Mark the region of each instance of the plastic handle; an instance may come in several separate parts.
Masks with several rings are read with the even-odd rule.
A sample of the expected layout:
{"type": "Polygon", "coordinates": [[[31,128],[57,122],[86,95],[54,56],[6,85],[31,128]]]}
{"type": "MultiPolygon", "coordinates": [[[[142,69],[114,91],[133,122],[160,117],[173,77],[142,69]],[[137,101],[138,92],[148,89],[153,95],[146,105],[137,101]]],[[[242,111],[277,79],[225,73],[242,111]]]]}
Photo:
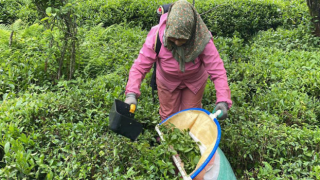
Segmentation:
{"type": "Polygon", "coordinates": [[[218,111],[215,112],[215,113],[211,113],[211,114],[210,114],[210,117],[211,117],[212,119],[217,118],[217,117],[220,115],[220,113],[222,113],[222,111],[221,111],[221,110],[218,110],[218,111]]]}
{"type": "Polygon", "coordinates": [[[135,104],[130,104],[129,112],[134,113],[135,111],[136,111],[136,105],[135,104]]]}

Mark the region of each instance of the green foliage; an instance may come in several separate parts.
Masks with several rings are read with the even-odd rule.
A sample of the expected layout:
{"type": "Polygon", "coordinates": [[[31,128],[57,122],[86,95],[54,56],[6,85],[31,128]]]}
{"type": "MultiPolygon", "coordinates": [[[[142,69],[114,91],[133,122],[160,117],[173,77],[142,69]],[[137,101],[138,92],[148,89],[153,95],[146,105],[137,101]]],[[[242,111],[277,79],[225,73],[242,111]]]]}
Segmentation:
{"type": "Polygon", "coordinates": [[[256,47],[275,47],[284,51],[303,50],[318,51],[320,38],[312,35],[311,25],[298,25],[293,30],[278,28],[270,29],[257,34],[252,40],[256,47]]]}
{"type": "MultiPolygon", "coordinates": [[[[80,3],[81,23],[100,24],[104,27],[118,23],[130,23],[149,30],[158,23],[156,9],[173,1],[113,0],[83,1],[80,3]],[[94,13],[93,13],[94,12],[94,13]]],[[[189,1],[192,3],[192,1],[189,1]]],[[[279,26],[295,27],[309,17],[308,8],[301,2],[259,1],[199,1],[195,3],[209,30],[216,36],[232,37],[238,32],[248,40],[262,30],[279,26]]]]}
{"type": "Polygon", "coordinates": [[[179,155],[187,174],[192,173],[201,158],[199,142],[190,137],[188,129],[181,131],[173,124],[160,126],[160,131],[165,143],[173,148],[174,154],[179,155]]]}
{"type": "Polygon", "coordinates": [[[243,39],[248,39],[260,30],[283,24],[281,9],[277,4],[230,1],[222,5],[207,4],[202,8],[207,10],[215,5],[218,7],[214,11],[202,16],[213,35],[232,37],[234,32],[239,32],[243,39]]]}
{"type": "MultiPolygon", "coordinates": [[[[77,3],[73,0],[35,0],[34,3],[37,6],[41,21],[45,21],[46,23],[46,29],[52,31],[55,27],[62,34],[59,39],[54,39],[54,37],[51,36],[49,42],[50,49],[58,48],[60,50],[60,55],[56,58],[58,64],[56,71],[57,79],[64,76],[72,79],[76,67],[80,64],[77,58],[79,44],[76,14],[77,3]],[[55,47],[56,41],[60,41],[62,46],[55,47]]],[[[47,65],[47,61],[45,63],[47,65]]]]}
{"type": "Polygon", "coordinates": [[[137,58],[147,32],[127,25],[113,25],[107,28],[101,25],[80,29],[81,66],[79,70],[86,77],[96,77],[123,69],[127,73],[137,58]]]}
{"type": "Polygon", "coordinates": [[[17,19],[33,23],[37,18],[31,0],[0,1],[0,23],[12,24],[17,19]]]}
{"type": "Polygon", "coordinates": [[[50,79],[49,71],[44,72],[46,35],[43,27],[39,24],[21,30],[18,27],[10,26],[15,29],[11,47],[11,31],[0,30],[3,32],[0,36],[0,99],[4,94],[26,90],[30,83],[43,84],[50,79]]]}
{"type": "MultiPolygon", "coordinates": [[[[82,0],[83,1],[83,0],[82,0]]],[[[190,0],[189,0],[190,2],[190,0]]],[[[100,24],[104,27],[127,22],[132,26],[150,29],[158,23],[156,9],[159,5],[172,3],[170,0],[111,0],[83,1],[80,12],[84,24],[100,24]]]]}
{"type": "Polygon", "coordinates": [[[123,84],[115,77],[60,81],[55,92],[33,86],[4,101],[0,144],[7,165],[0,177],[175,179],[168,146],[149,145],[154,131],[130,142],[108,130],[108,111],[121,91],[114,84],[123,84]]]}
{"type": "Polygon", "coordinates": [[[213,35],[232,37],[234,33],[239,33],[244,40],[259,31],[279,26],[290,28],[302,21],[301,16],[308,16],[306,6],[282,1],[206,1],[199,3],[197,8],[200,14],[205,13],[202,18],[213,35]],[[215,9],[210,11],[212,7],[215,9]],[[299,12],[299,16],[291,14],[295,11],[299,12]]]}
{"type": "Polygon", "coordinates": [[[14,6],[14,1],[0,1],[0,23],[12,24],[17,19],[17,13],[18,8],[14,6]]]}
{"type": "Polygon", "coordinates": [[[227,122],[220,144],[225,153],[238,157],[229,159],[237,173],[245,166],[245,176],[258,179],[312,177],[312,167],[319,164],[317,126],[287,126],[277,123],[277,115],[257,108],[236,108],[233,112],[237,112],[232,114],[233,123],[227,122]]]}
{"type": "MultiPolygon", "coordinates": [[[[229,160],[238,177],[316,178],[319,54],[312,46],[318,38],[303,33],[308,28],[261,32],[246,45],[237,36],[215,40],[234,103],[221,122],[220,147],[233,157],[229,160]]],[[[214,86],[207,87],[204,105],[212,109],[214,86]]]]}
{"type": "MultiPolygon", "coordinates": [[[[57,8],[57,2],[46,3],[47,1],[17,1],[19,7],[24,7],[23,14],[15,17],[18,9],[9,6],[8,3],[1,3],[8,10],[4,11],[5,24],[12,23],[18,18],[23,21],[32,21],[38,9],[38,16],[45,17],[47,7],[51,10],[57,8]],[[37,6],[37,8],[35,7],[37,6]],[[39,12],[40,11],[40,12],[39,12]],[[9,15],[5,14],[8,12],[9,15]],[[11,17],[13,16],[13,17],[11,17]],[[25,17],[31,17],[25,18],[25,17]]],[[[104,27],[119,23],[129,23],[130,26],[139,26],[149,30],[158,23],[156,9],[159,5],[172,3],[173,1],[149,1],[149,0],[111,0],[111,1],[87,1],[76,2],[76,16],[79,17],[79,24],[92,27],[103,24],[104,27]]],[[[193,1],[189,0],[190,3],[193,1]]],[[[11,5],[11,4],[10,4],[11,5]]],[[[308,8],[304,1],[270,1],[270,0],[232,0],[232,1],[197,1],[196,9],[202,15],[213,35],[232,37],[238,32],[245,40],[250,39],[261,30],[276,29],[284,26],[291,29],[309,17],[308,8]]],[[[1,14],[1,13],[0,13],[1,14]]],[[[3,20],[4,21],[4,20],[3,20]]]]}

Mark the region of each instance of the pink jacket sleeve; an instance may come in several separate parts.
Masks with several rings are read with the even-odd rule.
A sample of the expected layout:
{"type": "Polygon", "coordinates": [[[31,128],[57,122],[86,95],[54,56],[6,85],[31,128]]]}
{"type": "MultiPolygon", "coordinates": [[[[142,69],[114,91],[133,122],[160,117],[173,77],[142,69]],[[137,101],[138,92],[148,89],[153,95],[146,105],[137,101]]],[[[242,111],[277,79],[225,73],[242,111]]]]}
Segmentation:
{"type": "Polygon", "coordinates": [[[130,69],[125,94],[128,92],[133,92],[137,95],[137,97],[141,95],[141,82],[146,73],[148,73],[152,68],[153,63],[157,60],[157,54],[153,48],[158,29],[158,26],[154,26],[149,31],[146,41],[139,52],[138,58],[134,61],[130,69]]]}
{"type": "Polygon", "coordinates": [[[205,69],[210,75],[210,79],[214,83],[217,98],[216,103],[227,102],[228,107],[230,108],[232,101],[231,92],[228,86],[227,72],[212,39],[199,57],[203,61],[205,69]]]}

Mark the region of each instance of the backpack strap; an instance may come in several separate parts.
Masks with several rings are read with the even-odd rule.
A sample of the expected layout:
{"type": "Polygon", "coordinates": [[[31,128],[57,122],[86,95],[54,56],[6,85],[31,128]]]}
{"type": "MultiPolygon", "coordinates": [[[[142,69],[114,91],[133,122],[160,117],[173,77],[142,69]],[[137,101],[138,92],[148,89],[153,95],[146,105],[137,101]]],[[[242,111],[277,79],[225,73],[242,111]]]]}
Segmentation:
{"type": "Polygon", "coordinates": [[[157,31],[157,36],[155,39],[155,45],[154,45],[154,51],[157,53],[157,56],[159,55],[160,49],[161,49],[161,41],[160,41],[160,37],[159,37],[159,30],[157,31]]]}
{"type": "MultiPolygon", "coordinates": [[[[160,41],[159,30],[158,30],[157,31],[157,36],[156,36],[156,39],[155,39],[155,45],[154,45],[154,51],[157,53],[157,56],[159,55],[159,52],[160,52],[160,49],[161,49],[161,45],[162,45],[162,43],[160,41]]],[[[151,89],[152,89],[153,103],[155,102],[154,91],[158,90],[157,82],[156,82],[156,69],[157,69],[157,63],[154,62],[153,63],[153,73],[152,73],[151,81],[150,81],[150,86],[151,86],[151,89]]]]}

+++++

_Task to carry out:_ The expected answer is a copy of each line above containing "parts".

_Answer to this task:_
Mark the region of each instance of the plastic handle; an instance may come in several separate parts.
Mark the region of each instance of the green foliage; an instance may come in several separate parts.
Mark the region of each instance of the pink jacket sleeve; an instance may come in several separate parts.
Mark the region of each instance of the backpack strap; an instance may come in several separate parts.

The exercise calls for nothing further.